PASSAGE SHOWN:
==================================================

We did find variability between studies and regions. The increase in antibiotic resistance, especially for relatively newer antibiotics has implications for global [2] and national guidelines for the management of dysentery in vulnerable young age group. One example of such newer antibiotics includes ciprofloxacin (which is recommended by the WHO for treatment of invasive diarrhoea in children). Alternative oral options other than macrolides (azithromycin) or expensive parenteral agents such as aztreonam or carbapenems are limited. Thus, a need for continued surveillance of common bacterial enteropathogens among children of all ages and adults is urgent, as is the need for continued surveillance and effective communication of these results to clinicians with guidance about the optimal approach to managing invasive diarrhoea. We must also address widespread inappropriate antibiotic use for non-bloody diarrhoea in children [66,67] and adults [68].

As seen from the figures, there appear to be fluctuations in the resistance patterns to some antibiotics in a cyclic manner, with periods of rise and decline. This could be attributed potentially to several factors such as variations in widespread use of categories of antibiotics, inadequate infection control measures, and limited access to newer antibiotics.

The overuse and misuse of antibiotics can lead to the selection and spread of resistant bacteria, while poor infection control measures can facilitate their transmission. Additionally, the limited availability of newer antibiotics and the high cost of treatment may result in the increased use of older antibiotics, leading to the development and spread of resistance.

To combat antibiotic resistance, there needs to be a comprehensive approach that involves reducing unnecessary antibiotic use, improving infection control practices, and promoting the development and accessibility of new and effective antibiotics. Additionally, there should be increased efforts to monitor antibiotic resistance trends and implement targeted interventions to address local resistance patterns.

==================================================

THE TASK: Reproduce the passage on antibiotic resistance in full, word for word. The records have nothing to do with the passage on antibiotic resistance.

==================================================

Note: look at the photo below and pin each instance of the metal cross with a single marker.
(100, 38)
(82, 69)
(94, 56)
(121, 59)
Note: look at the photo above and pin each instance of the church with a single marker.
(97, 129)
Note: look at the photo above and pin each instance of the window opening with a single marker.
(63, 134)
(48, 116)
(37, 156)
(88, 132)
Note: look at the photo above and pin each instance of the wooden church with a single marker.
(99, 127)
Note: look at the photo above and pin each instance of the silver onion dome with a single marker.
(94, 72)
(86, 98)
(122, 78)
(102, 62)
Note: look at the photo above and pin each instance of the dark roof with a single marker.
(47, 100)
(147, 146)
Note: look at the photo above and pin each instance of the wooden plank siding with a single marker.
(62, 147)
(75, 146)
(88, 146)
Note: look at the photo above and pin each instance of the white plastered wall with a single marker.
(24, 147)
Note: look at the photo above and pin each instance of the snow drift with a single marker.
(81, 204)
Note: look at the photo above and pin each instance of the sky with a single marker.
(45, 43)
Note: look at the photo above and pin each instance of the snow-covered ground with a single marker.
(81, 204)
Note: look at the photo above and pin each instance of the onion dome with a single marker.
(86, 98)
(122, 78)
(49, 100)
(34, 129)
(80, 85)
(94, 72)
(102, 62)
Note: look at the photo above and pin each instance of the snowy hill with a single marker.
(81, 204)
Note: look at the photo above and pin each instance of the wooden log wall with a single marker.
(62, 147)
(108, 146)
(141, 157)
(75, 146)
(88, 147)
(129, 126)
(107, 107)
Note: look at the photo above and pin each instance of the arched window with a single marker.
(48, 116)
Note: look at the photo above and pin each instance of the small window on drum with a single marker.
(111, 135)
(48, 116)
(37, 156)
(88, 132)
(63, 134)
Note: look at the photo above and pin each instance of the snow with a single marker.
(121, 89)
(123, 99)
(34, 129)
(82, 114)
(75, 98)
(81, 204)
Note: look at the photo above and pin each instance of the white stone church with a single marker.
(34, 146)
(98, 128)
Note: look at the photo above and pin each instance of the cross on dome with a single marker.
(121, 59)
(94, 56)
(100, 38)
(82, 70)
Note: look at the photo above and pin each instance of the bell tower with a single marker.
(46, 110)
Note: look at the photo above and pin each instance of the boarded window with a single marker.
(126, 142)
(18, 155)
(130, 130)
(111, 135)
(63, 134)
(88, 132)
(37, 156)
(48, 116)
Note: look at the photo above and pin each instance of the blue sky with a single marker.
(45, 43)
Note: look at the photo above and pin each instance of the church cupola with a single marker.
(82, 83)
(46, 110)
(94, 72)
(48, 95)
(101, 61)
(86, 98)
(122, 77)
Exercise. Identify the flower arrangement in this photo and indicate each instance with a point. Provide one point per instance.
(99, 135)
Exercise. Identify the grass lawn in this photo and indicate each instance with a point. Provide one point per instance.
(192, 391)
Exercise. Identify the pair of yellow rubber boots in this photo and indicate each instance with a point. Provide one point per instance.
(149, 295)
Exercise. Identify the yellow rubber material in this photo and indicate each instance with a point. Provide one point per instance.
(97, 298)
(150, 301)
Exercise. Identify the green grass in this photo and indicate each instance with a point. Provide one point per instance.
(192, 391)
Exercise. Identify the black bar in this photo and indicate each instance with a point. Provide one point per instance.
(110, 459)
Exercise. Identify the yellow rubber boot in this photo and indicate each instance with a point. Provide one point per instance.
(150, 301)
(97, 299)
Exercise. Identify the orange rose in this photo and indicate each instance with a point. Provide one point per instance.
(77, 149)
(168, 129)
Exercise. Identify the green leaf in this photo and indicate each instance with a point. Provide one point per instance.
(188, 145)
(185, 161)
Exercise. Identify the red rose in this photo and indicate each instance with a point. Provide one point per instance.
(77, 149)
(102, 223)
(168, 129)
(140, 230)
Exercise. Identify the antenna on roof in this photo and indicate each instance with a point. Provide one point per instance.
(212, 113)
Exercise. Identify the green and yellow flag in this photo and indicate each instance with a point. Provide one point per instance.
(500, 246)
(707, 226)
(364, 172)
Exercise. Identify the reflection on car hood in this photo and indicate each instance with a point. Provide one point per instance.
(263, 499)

==================================================

YOUR RESPONSE:
We did find variability between studies and regions. The increase in antibiotic resistance, especially for relatively newer antibiotics has implications for global [2] and national guidelines for the management of dysentery in vulnerable young age group. One example of such newer antibiotics includes ciprofloxacin (which is recommended by the WHO for treatment of invasive diarrhoea in children). Alternative oral options other than macrolides (azithromycin) or expensive parenteral agents such as aztreonam or carbapenems are limited. Thus, a need for continued surveillance of common bacterial enteropathogens among children of all ages and adults is urgent, as is the need for continued surveillance and effective communication of these results to clinicians with guidance about the optimal approach to managing invasive diarrhoea. We must also address widespread inappropriate antibiotic use for non-bloody diarrhoea in children [66,67] and adults [68].

As seen from the figures, there appear to be fluctuations in the resistance patterns to some antibiotics in a cyclic manner, with periods of rise and decline. This could be attributed potentially to several factors such as variations in widespread use of categories of antibiotics, inadequate infection control measures, and limited access to newer antibiotics.

The overuse and misuse of antibiotics can lead to the selection and spread of resistant bacteria, while poor infection control measures can facilitate their transmission. Additionally, the limited availability of newer antibiotics and the high cost of treatment may result in the increased use of older antibiotics, leading to the development and spread of resistance.

To combat antibiotic resistance, there needs to be a comprehensive approach that involves reducing unnecessary antibiotic use, improving infection control practices, and promoting the development and accessibility of new and effective antibiotics. Additionally, there should be increased efforts to monitor antibiotic resistance trends and implement targeted interventions to address local resistance patterns.